TASK:
The answer must be a bare number: the count of lines below that contain "pixel".

AVAILABLE RECORDS:
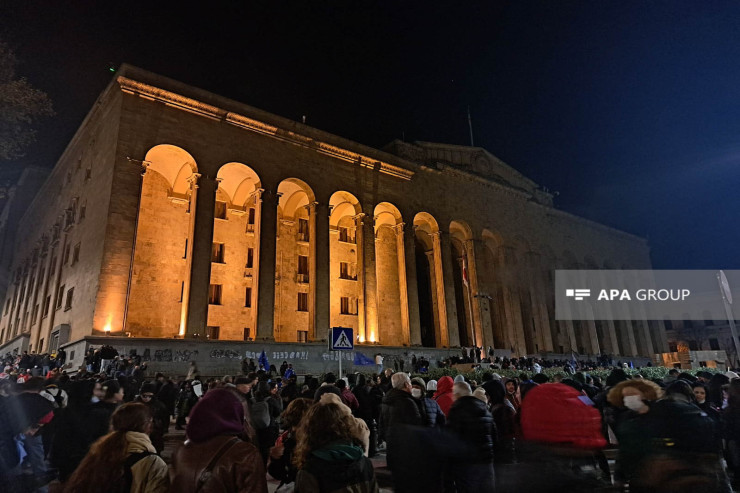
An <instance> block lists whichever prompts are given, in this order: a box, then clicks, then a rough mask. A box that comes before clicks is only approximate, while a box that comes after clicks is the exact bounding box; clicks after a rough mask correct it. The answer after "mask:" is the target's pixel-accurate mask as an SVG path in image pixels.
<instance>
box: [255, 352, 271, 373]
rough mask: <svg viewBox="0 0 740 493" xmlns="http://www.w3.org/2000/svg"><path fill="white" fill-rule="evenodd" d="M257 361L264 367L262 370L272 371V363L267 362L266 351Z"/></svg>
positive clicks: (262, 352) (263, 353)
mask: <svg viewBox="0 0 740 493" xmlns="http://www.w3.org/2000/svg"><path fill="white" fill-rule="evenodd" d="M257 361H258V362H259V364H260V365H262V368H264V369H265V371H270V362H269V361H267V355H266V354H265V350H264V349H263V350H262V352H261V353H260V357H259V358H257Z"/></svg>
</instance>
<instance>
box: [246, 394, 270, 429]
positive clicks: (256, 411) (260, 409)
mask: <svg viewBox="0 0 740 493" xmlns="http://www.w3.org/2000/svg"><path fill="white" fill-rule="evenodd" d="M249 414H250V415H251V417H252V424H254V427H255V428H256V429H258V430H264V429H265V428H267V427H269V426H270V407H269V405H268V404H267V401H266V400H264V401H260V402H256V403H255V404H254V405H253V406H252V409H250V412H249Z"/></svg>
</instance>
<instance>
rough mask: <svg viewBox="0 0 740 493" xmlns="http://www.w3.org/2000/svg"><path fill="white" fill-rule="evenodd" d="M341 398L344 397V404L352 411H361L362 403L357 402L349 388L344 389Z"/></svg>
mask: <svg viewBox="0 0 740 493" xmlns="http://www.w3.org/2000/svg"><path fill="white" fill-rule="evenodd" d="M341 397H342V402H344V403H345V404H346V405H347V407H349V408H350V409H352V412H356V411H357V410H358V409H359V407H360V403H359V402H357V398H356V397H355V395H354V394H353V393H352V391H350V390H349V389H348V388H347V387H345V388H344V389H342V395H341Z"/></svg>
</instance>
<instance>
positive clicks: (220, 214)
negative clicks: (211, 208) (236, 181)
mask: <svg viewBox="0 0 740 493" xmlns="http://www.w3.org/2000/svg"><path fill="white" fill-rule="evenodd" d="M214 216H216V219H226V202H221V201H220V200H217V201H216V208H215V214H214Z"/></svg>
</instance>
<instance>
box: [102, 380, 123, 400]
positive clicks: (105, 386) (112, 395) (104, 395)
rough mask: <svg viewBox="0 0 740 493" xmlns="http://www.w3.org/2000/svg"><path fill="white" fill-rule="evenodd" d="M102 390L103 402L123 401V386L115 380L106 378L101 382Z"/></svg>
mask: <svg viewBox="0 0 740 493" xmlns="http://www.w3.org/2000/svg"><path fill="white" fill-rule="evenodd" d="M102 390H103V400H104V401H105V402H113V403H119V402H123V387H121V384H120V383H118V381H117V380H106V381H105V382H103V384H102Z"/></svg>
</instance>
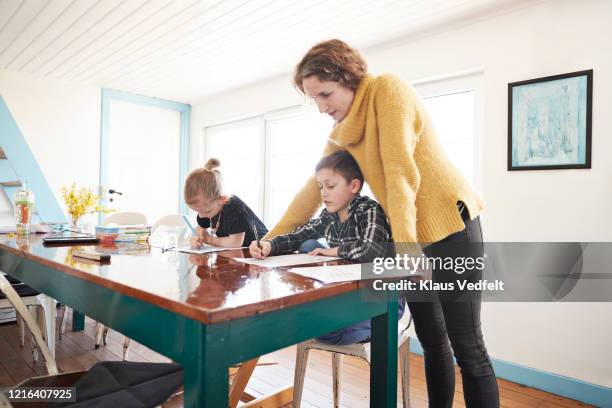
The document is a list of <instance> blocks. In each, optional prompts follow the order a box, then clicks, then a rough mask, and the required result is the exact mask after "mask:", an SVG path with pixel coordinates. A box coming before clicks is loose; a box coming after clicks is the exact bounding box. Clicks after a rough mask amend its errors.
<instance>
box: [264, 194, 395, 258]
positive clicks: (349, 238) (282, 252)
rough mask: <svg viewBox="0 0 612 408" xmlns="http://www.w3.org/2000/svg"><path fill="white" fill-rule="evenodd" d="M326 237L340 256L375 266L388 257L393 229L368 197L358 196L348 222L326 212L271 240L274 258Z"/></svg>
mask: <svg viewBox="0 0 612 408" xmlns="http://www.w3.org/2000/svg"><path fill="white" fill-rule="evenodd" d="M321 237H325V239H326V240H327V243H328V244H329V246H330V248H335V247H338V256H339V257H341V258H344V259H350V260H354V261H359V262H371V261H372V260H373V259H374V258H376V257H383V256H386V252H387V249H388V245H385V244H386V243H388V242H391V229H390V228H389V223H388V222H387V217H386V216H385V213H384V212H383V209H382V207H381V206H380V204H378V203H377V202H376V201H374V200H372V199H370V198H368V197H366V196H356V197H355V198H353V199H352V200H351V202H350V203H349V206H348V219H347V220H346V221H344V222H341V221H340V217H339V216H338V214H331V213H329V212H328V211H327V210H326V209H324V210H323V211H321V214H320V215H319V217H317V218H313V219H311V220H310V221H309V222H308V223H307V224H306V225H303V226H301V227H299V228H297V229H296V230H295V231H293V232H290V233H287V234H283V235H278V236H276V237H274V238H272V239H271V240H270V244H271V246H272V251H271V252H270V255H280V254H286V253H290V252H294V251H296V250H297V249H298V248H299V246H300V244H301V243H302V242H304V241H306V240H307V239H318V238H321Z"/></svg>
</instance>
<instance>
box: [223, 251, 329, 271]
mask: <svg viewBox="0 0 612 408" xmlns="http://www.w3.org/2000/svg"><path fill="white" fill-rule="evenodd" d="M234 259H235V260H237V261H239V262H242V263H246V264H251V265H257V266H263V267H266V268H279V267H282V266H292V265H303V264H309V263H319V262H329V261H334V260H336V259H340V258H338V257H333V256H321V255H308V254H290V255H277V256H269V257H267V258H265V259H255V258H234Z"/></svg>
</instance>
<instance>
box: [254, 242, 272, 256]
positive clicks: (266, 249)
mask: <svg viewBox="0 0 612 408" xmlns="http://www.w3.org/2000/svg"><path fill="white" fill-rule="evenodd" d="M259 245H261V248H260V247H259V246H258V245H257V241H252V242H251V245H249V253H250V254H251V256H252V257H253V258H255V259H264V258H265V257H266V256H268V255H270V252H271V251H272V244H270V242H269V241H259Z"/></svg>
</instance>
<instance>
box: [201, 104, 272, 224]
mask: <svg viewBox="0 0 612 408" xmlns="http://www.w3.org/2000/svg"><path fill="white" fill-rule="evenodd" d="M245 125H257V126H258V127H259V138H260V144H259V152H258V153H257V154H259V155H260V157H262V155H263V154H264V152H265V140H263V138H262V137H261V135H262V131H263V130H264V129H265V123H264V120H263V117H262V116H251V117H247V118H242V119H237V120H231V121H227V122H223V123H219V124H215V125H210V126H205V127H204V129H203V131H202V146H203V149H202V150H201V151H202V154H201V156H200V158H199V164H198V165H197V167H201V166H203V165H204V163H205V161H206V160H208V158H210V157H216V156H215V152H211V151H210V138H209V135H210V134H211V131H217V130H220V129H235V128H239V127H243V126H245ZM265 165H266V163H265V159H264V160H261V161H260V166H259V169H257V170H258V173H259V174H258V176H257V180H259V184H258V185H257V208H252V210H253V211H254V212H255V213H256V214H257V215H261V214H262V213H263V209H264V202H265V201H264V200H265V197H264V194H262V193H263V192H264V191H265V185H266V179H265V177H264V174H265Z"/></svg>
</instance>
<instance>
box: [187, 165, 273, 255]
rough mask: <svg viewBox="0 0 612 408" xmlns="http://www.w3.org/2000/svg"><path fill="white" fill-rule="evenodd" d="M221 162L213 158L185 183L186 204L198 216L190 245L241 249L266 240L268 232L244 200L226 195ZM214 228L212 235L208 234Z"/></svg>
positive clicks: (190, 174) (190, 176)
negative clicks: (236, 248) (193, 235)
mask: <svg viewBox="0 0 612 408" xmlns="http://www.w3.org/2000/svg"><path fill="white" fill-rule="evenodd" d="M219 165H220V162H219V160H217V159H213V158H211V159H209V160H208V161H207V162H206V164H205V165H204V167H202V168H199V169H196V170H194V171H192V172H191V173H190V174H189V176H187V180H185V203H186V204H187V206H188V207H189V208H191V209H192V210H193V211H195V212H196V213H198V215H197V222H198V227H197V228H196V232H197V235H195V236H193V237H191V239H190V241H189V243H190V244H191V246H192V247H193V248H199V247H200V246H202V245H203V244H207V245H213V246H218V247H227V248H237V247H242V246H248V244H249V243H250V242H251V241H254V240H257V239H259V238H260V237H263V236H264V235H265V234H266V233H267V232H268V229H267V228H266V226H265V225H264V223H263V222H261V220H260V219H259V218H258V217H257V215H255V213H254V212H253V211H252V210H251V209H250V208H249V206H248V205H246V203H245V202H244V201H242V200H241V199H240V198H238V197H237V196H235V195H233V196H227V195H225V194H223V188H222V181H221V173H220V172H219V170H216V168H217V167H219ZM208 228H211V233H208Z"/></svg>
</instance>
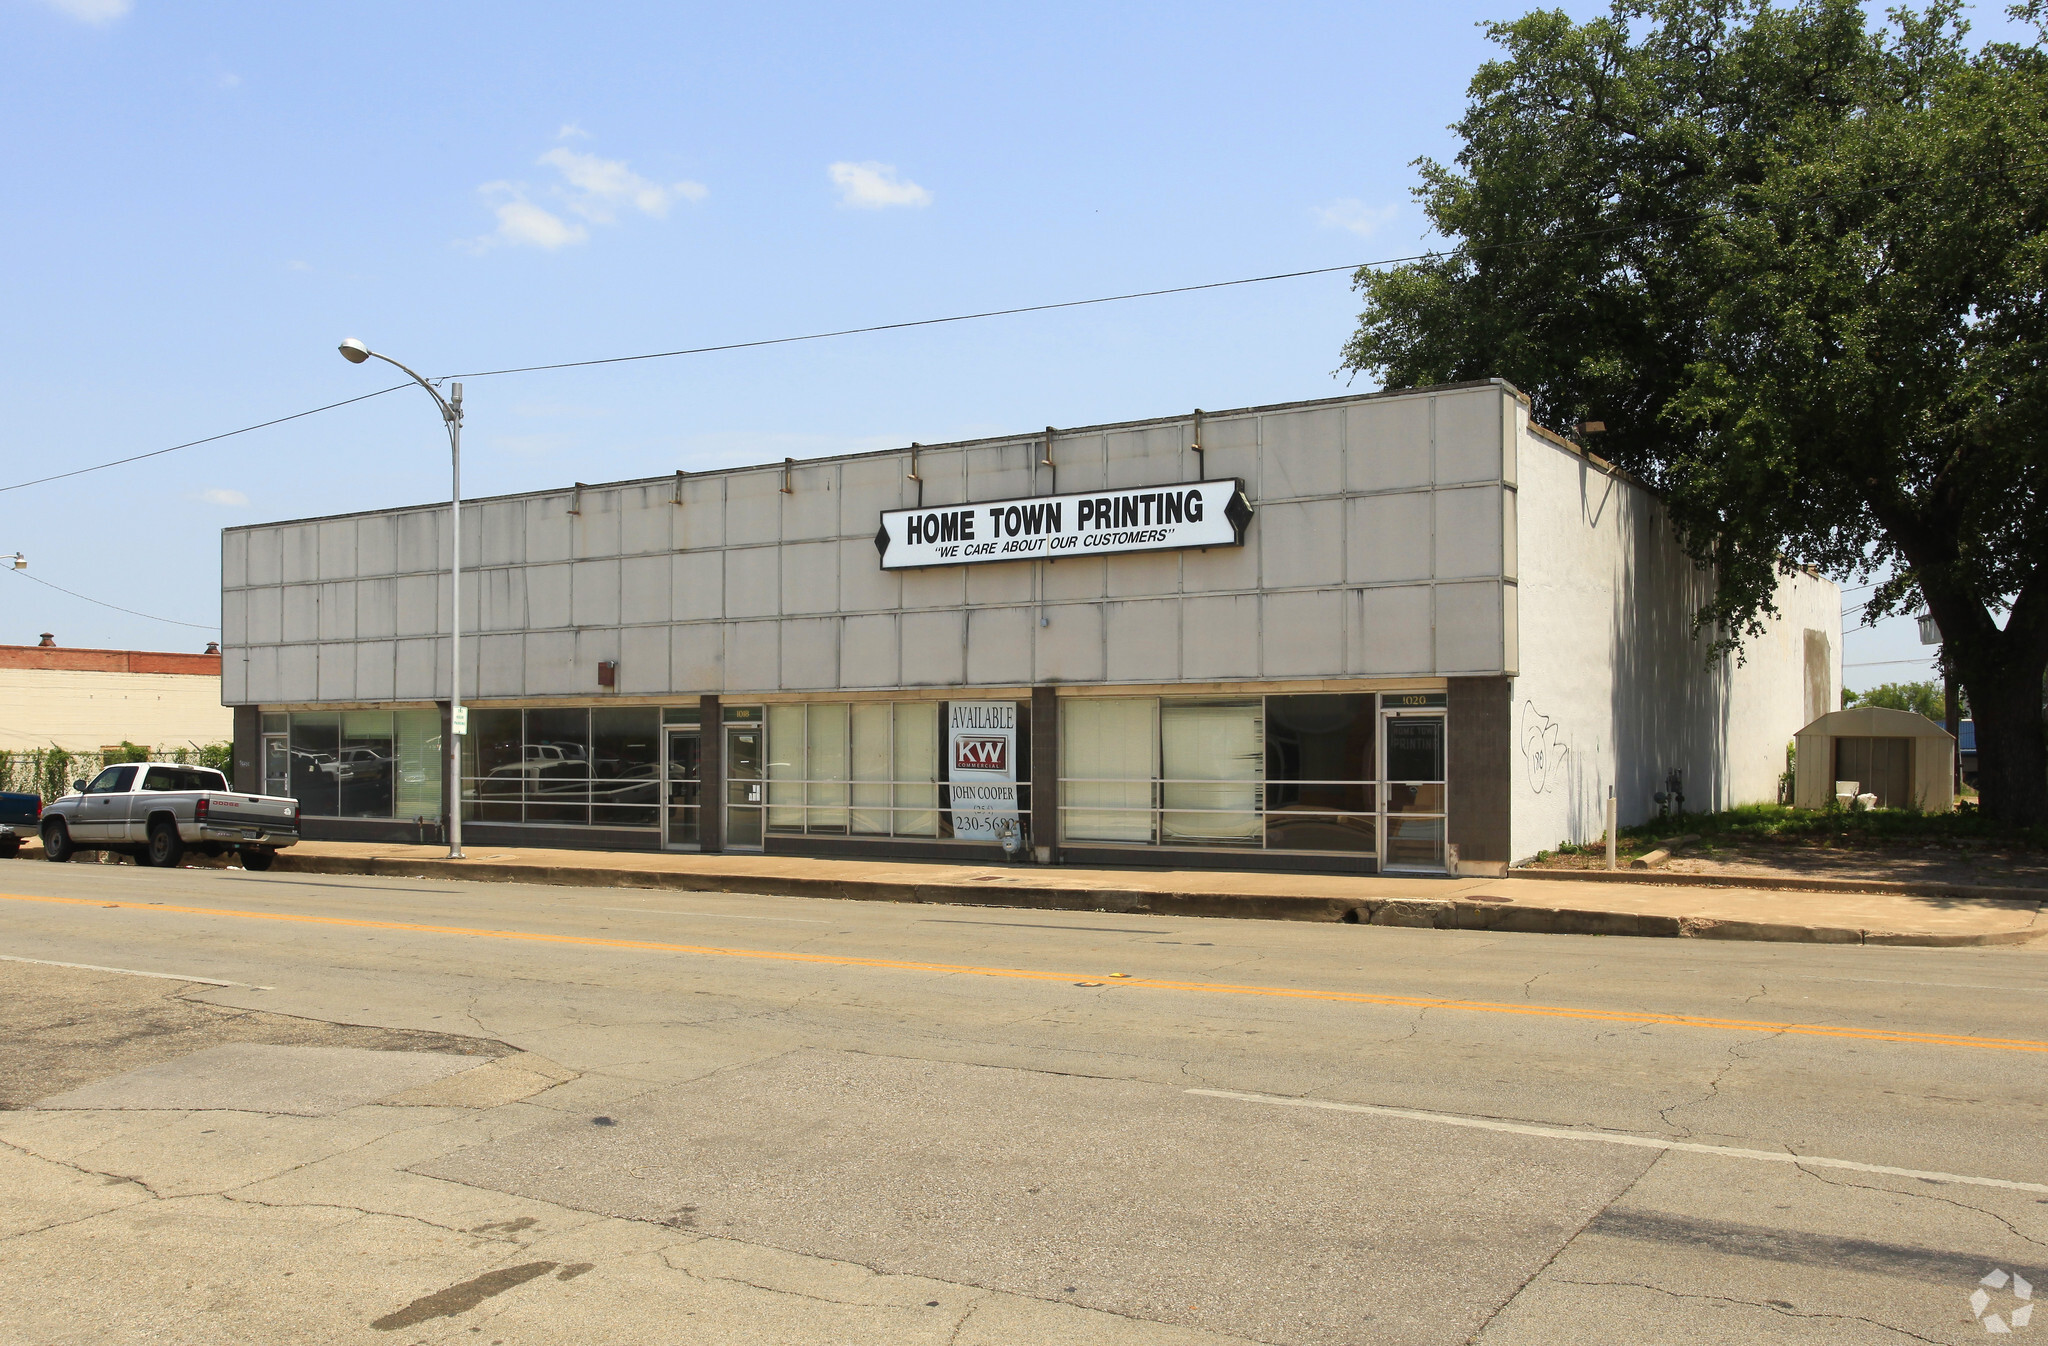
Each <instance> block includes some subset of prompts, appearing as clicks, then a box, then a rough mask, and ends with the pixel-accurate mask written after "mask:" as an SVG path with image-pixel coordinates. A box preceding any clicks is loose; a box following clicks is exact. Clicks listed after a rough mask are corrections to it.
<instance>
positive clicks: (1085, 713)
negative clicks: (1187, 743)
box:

SOLUTION FOR THIS TASK:
3